[INFORMATION Boundary: Start]

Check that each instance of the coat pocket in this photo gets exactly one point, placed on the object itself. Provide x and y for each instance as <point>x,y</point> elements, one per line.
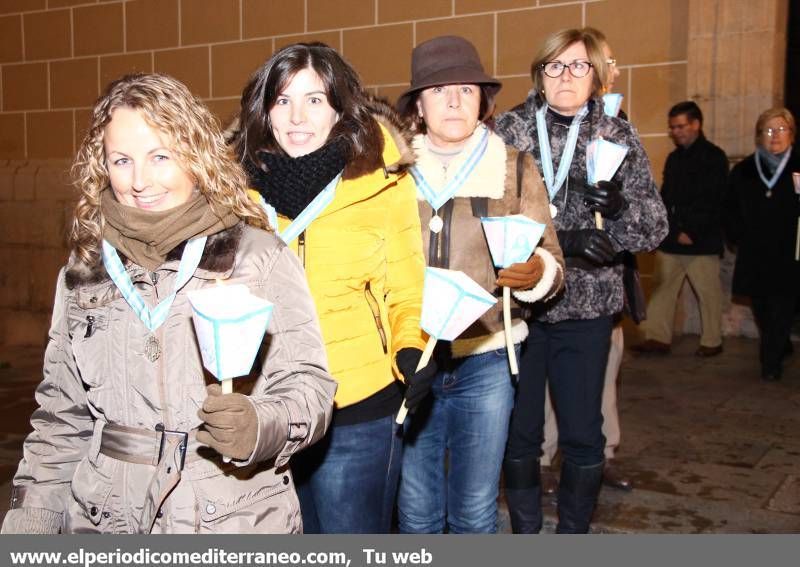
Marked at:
<point>265,502</point>
<point>91,509</point>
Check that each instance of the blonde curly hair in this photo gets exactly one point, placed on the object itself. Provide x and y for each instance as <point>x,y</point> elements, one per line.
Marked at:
<point>193,134</point>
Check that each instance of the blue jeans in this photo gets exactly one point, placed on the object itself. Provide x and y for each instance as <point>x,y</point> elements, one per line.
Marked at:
<point>465,422</point>
<point>347,482</point>
<point>571,357</point>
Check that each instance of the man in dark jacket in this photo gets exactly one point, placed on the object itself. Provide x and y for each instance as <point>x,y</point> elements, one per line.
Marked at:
<point>695,177</point>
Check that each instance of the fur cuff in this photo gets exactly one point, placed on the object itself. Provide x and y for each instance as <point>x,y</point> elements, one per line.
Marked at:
<point>487,343</point>
<point>543,289</point>
<point>31,521</point>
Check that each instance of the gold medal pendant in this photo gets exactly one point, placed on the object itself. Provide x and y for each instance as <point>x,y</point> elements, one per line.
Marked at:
<point>152,348</point>
<point>436,223</point>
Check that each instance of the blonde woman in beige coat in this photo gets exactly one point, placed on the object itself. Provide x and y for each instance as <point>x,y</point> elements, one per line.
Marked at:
<point>129,435</point>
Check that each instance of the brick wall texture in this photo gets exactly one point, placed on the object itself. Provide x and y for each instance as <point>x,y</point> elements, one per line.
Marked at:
<point>56,56</point>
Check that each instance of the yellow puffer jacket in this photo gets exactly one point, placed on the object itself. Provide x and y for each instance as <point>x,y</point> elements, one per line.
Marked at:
<point>365,267</point>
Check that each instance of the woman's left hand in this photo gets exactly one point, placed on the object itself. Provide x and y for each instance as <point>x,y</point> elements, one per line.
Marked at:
<point>230,423</point>
<point>606,198</point>
<point>523,275</point>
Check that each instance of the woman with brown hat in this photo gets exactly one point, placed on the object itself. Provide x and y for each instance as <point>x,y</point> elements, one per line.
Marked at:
<point>332,164</point>
<point>464,172</point>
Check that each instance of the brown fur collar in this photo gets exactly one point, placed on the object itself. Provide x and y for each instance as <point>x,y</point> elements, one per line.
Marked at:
<point>218,256</point>
<point>385,115</point>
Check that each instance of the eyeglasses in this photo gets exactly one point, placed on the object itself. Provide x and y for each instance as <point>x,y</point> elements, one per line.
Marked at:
<point>554,69</point>
<point>772,132</point>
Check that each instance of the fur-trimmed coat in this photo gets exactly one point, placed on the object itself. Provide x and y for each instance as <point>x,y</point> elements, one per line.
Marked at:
<point>500,185</point>
<point>597,291</point>
<point>364,263</point>
<point>97,377</point>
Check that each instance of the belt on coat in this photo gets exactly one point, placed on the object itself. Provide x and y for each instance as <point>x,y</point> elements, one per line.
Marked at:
<point>162,448</point>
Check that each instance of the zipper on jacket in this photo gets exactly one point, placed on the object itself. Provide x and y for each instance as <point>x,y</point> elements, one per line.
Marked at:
<point>89,326</point>
<point>301,248</point>
<point>376,314</point>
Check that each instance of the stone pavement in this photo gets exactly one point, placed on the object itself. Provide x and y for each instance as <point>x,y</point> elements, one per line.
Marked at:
<point>710,448</point>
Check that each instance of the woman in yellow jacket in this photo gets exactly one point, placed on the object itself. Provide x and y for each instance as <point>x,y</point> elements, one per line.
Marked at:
<point>329,165</point>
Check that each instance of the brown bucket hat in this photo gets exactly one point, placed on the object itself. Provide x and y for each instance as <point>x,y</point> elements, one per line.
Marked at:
<point>446,60</point>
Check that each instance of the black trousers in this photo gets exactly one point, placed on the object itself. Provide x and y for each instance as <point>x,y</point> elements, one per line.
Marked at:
<point>571,355</point>
<point>774,315</point>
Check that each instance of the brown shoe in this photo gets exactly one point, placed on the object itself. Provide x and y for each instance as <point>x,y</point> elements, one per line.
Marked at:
<point>705,352</point>
<point>613,479</point>
<point>651,346</point>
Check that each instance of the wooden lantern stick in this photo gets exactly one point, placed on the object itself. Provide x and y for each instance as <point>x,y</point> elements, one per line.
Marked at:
<point>423,362</point>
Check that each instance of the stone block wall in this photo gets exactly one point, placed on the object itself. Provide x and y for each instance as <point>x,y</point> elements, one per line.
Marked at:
<point>56,56</point>
<point>36,203</point>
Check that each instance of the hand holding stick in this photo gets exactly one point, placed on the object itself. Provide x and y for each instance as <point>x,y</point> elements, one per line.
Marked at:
<point>423,362</point>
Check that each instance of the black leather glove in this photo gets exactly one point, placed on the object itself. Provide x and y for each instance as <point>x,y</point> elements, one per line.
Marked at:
<point>591,243</point>
<point>605,198</point>
<point>418,383</point>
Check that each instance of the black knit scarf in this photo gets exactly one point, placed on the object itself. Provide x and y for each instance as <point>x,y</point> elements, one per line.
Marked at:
<point>290,184</point>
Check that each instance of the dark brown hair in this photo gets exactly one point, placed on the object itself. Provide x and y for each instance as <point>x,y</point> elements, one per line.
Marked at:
<point>558,42</point>
<point>356,128</point>
<point>414,121</point>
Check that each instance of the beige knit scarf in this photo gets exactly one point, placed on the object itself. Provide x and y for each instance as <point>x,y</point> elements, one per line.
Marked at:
<point>146,237</point>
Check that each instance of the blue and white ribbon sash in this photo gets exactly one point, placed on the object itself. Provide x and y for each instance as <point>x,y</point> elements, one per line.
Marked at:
<point>554,183</point>
<point>437,199</point>
<point>305,218</point>
<point>152,319</point>
<point>770,183</point>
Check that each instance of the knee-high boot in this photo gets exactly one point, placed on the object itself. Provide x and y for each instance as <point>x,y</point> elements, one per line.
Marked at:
<point>577,497</point>
<point>523,495</point>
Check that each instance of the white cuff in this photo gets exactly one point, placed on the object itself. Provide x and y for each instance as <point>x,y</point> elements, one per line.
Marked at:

[INFORMATION Boundary: End]

EXERCISE OBJECTIVE:
Repeat every entry exactly. Do not include the pictures.

RESULT:
Check that each instance of the coat pocket in this photo gets exactly one point, placed on the object itself. Provide x and y for each instance as <point>x,y</point> elements, one per line.
Marked at:
<point>265,502</point>
<point>91,509</point>
Check that each instance of the blonde curly hair in this photo gets exactly one point, placed on the object itself. Provide x and y for each instance as <point>x,y</point> elements, one per line.
Marked at:
<point>193,134</point>
Check that each instance of the blue jeans in this photo gets exactly one point, placed on the object itself. Provide x and y for each instance as <point>x,y</point> elements, one per line.
Marked at:
<point>465,422</point>
<point>347,482</point>
<point>571,357</point>
Check that each instance of the man in dark jacket in this photo gets exactly one point, placed on the object itself. Provide x and y for each instance as <point>x,y</point> elements, one per line.
Marked at:
<point>695,177</point>
Check that each instance of the fur cuff in this photo gets exactly one point, placed on the object itself. Provide x and y for each instance as <point>x,y</point> elements, one per line.
Marked at:
<point>487,343</point>
<point>543,289</point>
<point>31,521</point>
Check that each instance of the gold medal pendant in this photo gets exactly one point, placed on the object itself. Provide x and y for each instance as <point>x,y</point> elements, one per line.
Marked at:
<point>152,348</point>
<point>436,223</point>
Check that each instance of the blonde woman in beige coat in this photo gets exactly one point, placed on the object itself. Provide x and y for each instance as <point>x,y</point> elements, one per line.
Marked at:
<point>129,435</point>
Check that each instance of the brick wall texture in this photo gets exactly one point, placed on the object itself. Provide x and y for each instance as <point>x,y</point> elements, one per line.
Marked at:
<point>56,56</point>
Check that each instance of the yellow puffer jacket in this photo gets exactly one point, placed on the object itself. Provide x and y for each instance as <point>x,y</point> elements, one per line.
Marked at:
<point>365,267</point>
Check that each instance of the woman's left hand in this photo gets exactly one point, placed on the object itself. Provide x and y for each instance as <point>x,y</point> elements, one per line.
Marked at:
<point>230,423</point>
<point>606,198</point>
<point>523,275</point>
Check that each instance of the woman with brown hat in this photo gets exactly one point, placed on the object itself. Provide x and y for each instance as <point>x,y</point> elements, one per line.
Marked at:
<point>332,164</point>
<point>464,172</point>
Check that each instance of the brown fur collar in this photo gets exactly one point, placed on the object itself. Provide x and y for each instance as <point>x,y</point> elements, one per line.
Marked at:
<point>218,256</point>
<point>385,115</point>
Check that each instance of the eyeglasses in this photo gets exactly one point, placed on the object itself. Provide x and y for each instance as <point>x,y</point> elements, one per line.
Marked at:
<point>554,69</point>
<point>772,132</point>
Check that each instance of the fur-trimmed coat in this photo gets exactly one point, placed on the object itself. Provide x and y for each instance as <point>x,y</point> elements, one per line.
Marked at:
<point>500,185</point>
<point>597,291</point>
<point>364,263</point>
<point>97,377</point>
Check that each instance of the belt on coat in this photo gets exactly one point, placed on the object itself. Provide x and y for each instance as <point>x,y</point> elements, one per line.
Marked at:
<point>162,448</point>
Check that each instance of the zipper on jacket in this photo gets exactly one point, placed on the object itself. Provide x and y for each instance as <point>x,y</point> elements, one per line.
Marked at:
<point>89,326</point>
<point>301,248</point>
<point>376,314</point>
Check that each instance of the stone pavement in this photo gets exactly one point, placed on the object itself. Provide x and y for each instance as <point>x,y</point> elements, one per line.
Marked at:
<point>710,448</point>
Check that each instance of the woman in yellow jacket in this photo gets exactly one point, placed on the object itself. Provide x and y for each instance as <point>x,y</point> elements, one per line.
Marked at:
<point>329,165</point>
Check that each instance of the brown bucket hat in this photo gets exactly one point, placed on the object itself. Provide x and y for each instance as <point>x,y</point> elements, one per line.
Marked at:
<point>446,60</point>
Check that each instance of the black trousers in this photo gets exactly one point, placed on the object itself. Provide x and y for each instance as <point>x,y</point> elements, one per line.
Marked at:
<point>571,355</point>
<point>774,315</point>
Check that each instance of the brown shoe in this photo gets exactly one point, placed on the object itself. Provide x and y for each instance as <point>x,y</point> elements, one per line.
Marked at:
<point>705,352</point>
<point>613,479</point>
<point>651,346</point>
Check that each instance of the wooden lantern stick in this photo gets exactly one point, placed on the object itself. Provide x and y for each instance as <point>x,y</point> elements, one per line.
Marked at:
<point>423,362</point>
Check that each instance of the stone block wall in this photo gets exactly one point, placed on the object itself. Provide x and y for each instance as <point>x,y</point> elements, one per line.
Marked at:
<point>56,56</point>
<point>36,203</point>
Check that each instance of the hand holding stick in this photo gets exactly one point, placed on the object itself. Provide x and y for each instance as <point>x,y</point> elements, one per line.
Marked at:
<point>423,362</point>
Check that each instance of the black leather glove in this photo gets exactly one point, placed on the object itself. Provide x and y for each instance as <point>x,y</point> elements, one per line.
Marked at:
<point>591,243</point>
<point>605,198</point>
<point>418,383</point>
Check that each instance of the black knit scarf in this photo gets exactly one point, placed on the object itself. Provide x and y for each instance as <point>x,y</point> elements, one per line.
Marked at:
<point>290,184</point>
Check that each instance of the dark brown hair in this photo gets exactly one point, placed on the object itself. Provide x and y for each instance as <point>x,y</point> elements, one per line.
Marked at:
<point>558,42</point>
<point>356,128</point>
<point>414,121</point>
Check that each instance of the beige knit scarf in this photo gets exactly one point, placed on the object itself. Provide x and y for each instance as <point>x,y</point> elements, one per line.
Marked at:
<point>146,237</point>
Check that each instance of the blue and white ribbon sash in this photo gets exactly one point, placed on the object itself. Provide x and y for each instance as <point>x,y</point> elements, one per line.
Marked at:
<point>554,183</point>
<point>437,199</point>
<point>305,218</point>
<point>152,319</point>
<point>770,183</point>
Check that each instance of the knee-high boot in this photo gets exactly one point, placed on the object itself. Provide x and y for each instance as <point>x,y</point> elements, one per line.
Marked at:
<point>577,497</point>
<point>523,495</point>
Check that each instance of the white cuff in this photo gets exactly one point, placed on the object itself. Provide x and y for each instance as <point>x,y</point> elements, one per line.
Marked at:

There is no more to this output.